- [Document passage]
- - -

Protein found in humans

Lamina-associated polypeptide 2 (LAP2), isoforms beta/gamma is a protein that in humans is encoded by the TMPO gene. LAP2 is an inner nuclear membrane (INM) protein.

Thymopoietin is a protein involved in the induction of CD90 in the thymus. The thymopoetin (TMPO) gene encodes three alternatively spliced mRNAs encoding proteins of 75 kDa (alpha), 51 kDa (beta) and 39 kDa (gamma) which are ubiquitously expressed in all cells. The human TMPO gene maps to chromosome band 12q22 and consists of eight exons. TMPO alpha is present diffusely expressed with the cell nucleus while TMPO beta and gamma are localized to the nuclear membrane. TMPO beta is a human homolog of the murine protein LAP2. LAP2 plays a role in the regulation of nuclear architecture by binding lamin B1 and chromosomes. This interaction is regulated by phosphorylation during mitosis. Given the nuclear localization of the three TMPO isoforms, it is unlikely that these proteins play any role in CD90 induction.

== Interactions ==

Thymopoietin has been shown to interact with Barrier to autointegration factor 1, AKAP8L, LMNB1 and LMNA.

- - -

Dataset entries
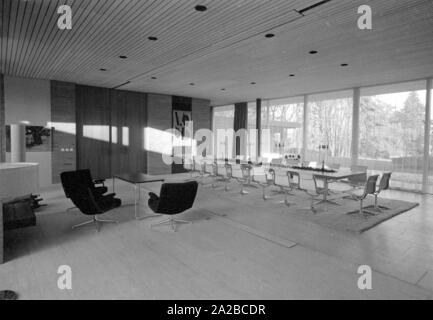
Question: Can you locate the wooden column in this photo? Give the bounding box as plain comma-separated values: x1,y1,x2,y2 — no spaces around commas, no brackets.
422,79,432,193
256,99,262,157
301,95,309,161
11,124,26,163
0,74,6,163
51,81,77,184
351,88,361,166
233,102,248,156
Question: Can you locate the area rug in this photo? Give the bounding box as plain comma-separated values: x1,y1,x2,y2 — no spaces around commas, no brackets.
293,197,419,233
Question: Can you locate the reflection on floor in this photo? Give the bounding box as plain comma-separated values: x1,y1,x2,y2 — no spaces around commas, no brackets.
0,176,433,299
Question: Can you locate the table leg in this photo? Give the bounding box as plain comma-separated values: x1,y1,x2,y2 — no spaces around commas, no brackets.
317,178,340,206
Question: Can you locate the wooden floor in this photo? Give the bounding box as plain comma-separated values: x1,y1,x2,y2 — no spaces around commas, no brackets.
0,172,433,299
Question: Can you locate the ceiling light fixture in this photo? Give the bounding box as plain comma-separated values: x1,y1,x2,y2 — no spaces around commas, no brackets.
194,5,207,12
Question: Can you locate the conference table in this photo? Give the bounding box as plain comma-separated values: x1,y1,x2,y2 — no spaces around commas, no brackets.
208,160,367,205
280,168,367,206
113,172,164,220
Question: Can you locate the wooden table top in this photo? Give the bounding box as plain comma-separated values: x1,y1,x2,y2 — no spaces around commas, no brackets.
114,172,165,184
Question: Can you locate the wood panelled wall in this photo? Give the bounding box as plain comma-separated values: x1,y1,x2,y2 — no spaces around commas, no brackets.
192,99,212,156
51,81,77,183
171,96,192,173
76,85,111,179
0,74,6,163
147,93,172,174
76,86,151,178
110,90,147,174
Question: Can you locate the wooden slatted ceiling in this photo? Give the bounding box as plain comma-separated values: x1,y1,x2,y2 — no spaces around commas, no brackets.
0,0,433,105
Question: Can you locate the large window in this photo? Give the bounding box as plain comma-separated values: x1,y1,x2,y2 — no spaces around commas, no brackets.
426,79,433,193
261,97,304,159
212,105,235,159
359,81,426,190
306,90,353,167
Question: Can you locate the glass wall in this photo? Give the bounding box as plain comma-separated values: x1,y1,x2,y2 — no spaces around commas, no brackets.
359,81,426,191
306,90,353,167
213,80,433,193
212,105,235,159
246,101,258,161
261,96,304,160
425,79,433,194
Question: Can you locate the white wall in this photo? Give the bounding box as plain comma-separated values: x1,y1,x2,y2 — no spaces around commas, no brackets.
4,76,52,187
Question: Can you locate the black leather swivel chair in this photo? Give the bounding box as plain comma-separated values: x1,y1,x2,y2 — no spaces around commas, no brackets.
148,181,198,231
60,171,122,232
60,169,108,198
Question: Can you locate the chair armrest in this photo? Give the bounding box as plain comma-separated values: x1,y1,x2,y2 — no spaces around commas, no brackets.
93,179,105,186
149,192,159,200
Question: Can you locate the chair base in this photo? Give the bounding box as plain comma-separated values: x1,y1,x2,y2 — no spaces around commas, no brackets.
72,216,119,232
150,217,192,232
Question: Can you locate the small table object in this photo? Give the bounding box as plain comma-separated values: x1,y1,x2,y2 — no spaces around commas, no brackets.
0,290,18,301
113,172,164,220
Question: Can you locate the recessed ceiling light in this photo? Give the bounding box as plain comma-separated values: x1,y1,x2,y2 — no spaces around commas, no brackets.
194,5,207,12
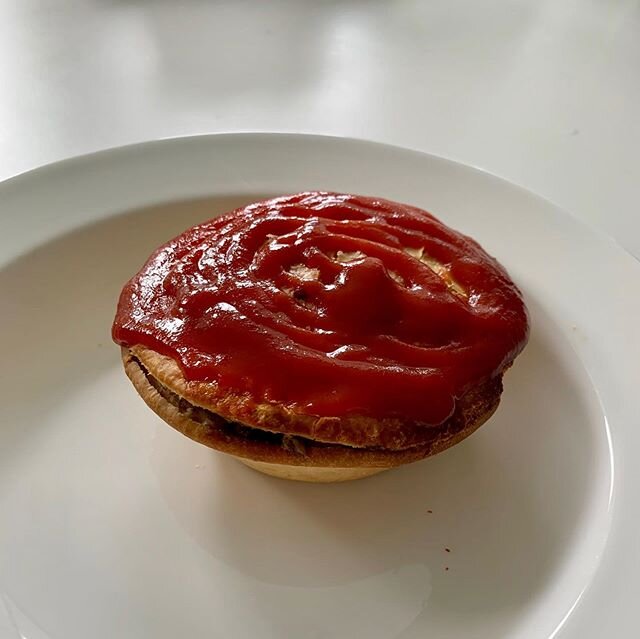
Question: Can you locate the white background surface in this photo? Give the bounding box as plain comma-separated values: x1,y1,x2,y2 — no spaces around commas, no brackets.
0,0,640,256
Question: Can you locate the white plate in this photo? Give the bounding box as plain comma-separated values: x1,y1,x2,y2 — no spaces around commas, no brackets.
0,134,640,639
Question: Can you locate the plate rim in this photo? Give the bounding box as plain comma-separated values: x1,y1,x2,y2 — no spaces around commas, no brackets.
0,131,640,637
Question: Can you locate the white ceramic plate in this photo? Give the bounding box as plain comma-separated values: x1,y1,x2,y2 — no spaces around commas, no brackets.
0,134,640,639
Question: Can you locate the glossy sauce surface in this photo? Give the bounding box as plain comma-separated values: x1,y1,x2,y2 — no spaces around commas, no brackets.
113,193,528,424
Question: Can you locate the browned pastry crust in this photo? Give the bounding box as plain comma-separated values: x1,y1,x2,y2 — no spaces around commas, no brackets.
122,346,502,468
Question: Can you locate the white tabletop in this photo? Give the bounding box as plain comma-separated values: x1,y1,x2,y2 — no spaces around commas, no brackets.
0,0,640,256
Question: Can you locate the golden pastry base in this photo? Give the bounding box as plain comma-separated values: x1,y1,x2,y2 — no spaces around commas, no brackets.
236,457,389,484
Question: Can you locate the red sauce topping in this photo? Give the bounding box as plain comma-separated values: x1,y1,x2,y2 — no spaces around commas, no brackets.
113,193,528,424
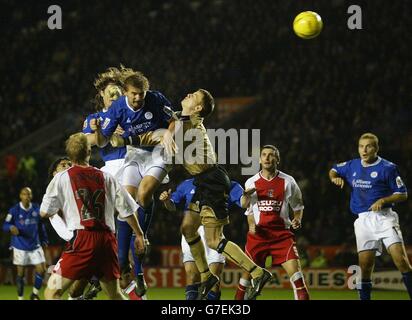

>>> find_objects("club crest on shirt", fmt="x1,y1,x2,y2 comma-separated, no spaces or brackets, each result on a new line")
396,176,404,188
102,118,110,130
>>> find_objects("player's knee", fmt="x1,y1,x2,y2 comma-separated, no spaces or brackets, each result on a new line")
186,270,200,284
180,223,197,240
44,287,62,300
393,255,411,273
206,237,221,250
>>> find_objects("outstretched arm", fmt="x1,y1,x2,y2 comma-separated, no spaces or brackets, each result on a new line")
329,169,345,189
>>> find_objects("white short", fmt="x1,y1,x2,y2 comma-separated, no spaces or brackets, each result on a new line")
354,208,403,256
182,226,225,265
13,247,46,266
49,214,73,241
100,159,124,177
116,146,169,188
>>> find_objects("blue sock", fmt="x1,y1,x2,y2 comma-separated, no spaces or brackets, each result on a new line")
130,207,145,277
16,276,24,297
359,279,372,300
402,271,412,300
117,220,132,273
206,291,221,300
186,283,200,300
142,202,154,235
130,235,144,277
34,272,43,294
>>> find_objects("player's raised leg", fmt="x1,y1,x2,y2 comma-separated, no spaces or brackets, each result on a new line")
358,250,376,300
44,273,74,300
282,259,309,300
388,243,412,299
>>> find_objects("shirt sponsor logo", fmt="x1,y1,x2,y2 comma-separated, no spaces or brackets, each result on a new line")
257,200,283,213
396,176,404,188
102,118,110,130
352,179,372,189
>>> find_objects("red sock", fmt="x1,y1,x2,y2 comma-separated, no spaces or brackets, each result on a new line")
235,284,246,300
290,272,310,300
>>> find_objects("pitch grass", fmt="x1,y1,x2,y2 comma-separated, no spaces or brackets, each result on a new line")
0,285,409,300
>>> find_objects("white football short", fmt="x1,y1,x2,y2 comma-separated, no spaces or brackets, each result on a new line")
116,146,170,188
13,247,46,266
354,208,403,256
182,226,225,265
49,214,73,241
100,159,124,177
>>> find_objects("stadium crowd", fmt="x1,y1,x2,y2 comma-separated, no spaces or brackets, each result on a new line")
0,0,412,268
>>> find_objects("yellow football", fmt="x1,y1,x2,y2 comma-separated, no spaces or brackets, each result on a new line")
293,11,323,39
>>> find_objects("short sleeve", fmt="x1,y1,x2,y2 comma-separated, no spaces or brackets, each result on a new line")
332,161,350,178
387,165,408,193
288,179,304,211
40,174,63,216
82,114,96,134
229,182,243,208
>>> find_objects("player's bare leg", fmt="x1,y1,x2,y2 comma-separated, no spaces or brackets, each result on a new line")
235,271,250,300
44,273,74,300
100,279,128,300
184,261,200,300
30,263,46,300
358,250,376,300
69,279,89,300
16,265,24,300
388,243,412,300
180,211,210,282
208,263,224,300
202,218,272,299
282,259,309,300
136,175,161,296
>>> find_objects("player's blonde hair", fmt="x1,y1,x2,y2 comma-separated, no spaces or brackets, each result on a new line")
66,132,90,163
120,64,150,91
93,67,123,111
359,132,379,149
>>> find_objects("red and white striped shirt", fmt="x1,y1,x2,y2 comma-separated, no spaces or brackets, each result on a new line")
40,166,138,232
245,171,304,230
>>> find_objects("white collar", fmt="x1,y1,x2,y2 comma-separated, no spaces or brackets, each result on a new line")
124,96,143,112
259,169,279,181
361,156,382,168
19,201,32,211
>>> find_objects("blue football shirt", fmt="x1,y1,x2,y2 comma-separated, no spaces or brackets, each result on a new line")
332,157,407,214
171,178,243,211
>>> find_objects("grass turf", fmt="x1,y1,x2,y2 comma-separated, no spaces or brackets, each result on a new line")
0,285,409,300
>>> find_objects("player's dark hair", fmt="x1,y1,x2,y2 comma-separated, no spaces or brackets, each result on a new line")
47,157,70,181
260,144,280,164
199,89,215,118
123,71,150,91
66,132,90,163
359,132,379,149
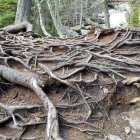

- - -

- [Problem] Does each of these statements agree with the thymopoietin passage above? Answer yes or no for each, quoting the passage's deciding words. 1. The human TMPO gene consists of eight exons. 2. TMPO alpha is localized to the nuclear membrane. 3. Phosphorylation during mitosis regulates the binding of LAP2 to lamin B1 and chromosomes.

- [Answer to this problem]
1. Yes: "consists of eight exons"
2. No: "TMPO alpha is present diffusely expressed with the cell nucleus while TMPO beta and gamma are localized to the nuclear membrane"
3. Yes: "This interaction is regulated by phosphorylation during mitosis"